§ **EXERCISE BRIEF**: Pull out every line in the records that contains the word "water", matching case exactly.

§ **WORKING DATA**:
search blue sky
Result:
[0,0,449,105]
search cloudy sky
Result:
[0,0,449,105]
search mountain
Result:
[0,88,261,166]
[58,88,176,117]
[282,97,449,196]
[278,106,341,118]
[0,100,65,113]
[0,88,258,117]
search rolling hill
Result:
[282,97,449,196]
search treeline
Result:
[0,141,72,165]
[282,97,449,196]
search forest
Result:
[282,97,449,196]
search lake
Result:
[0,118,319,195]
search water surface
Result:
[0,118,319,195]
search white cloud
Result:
...
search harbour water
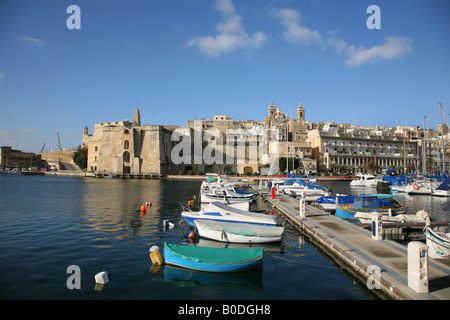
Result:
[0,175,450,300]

§ **ANSWER FOR THIS EXERCISE**:
search water surface
search harbour water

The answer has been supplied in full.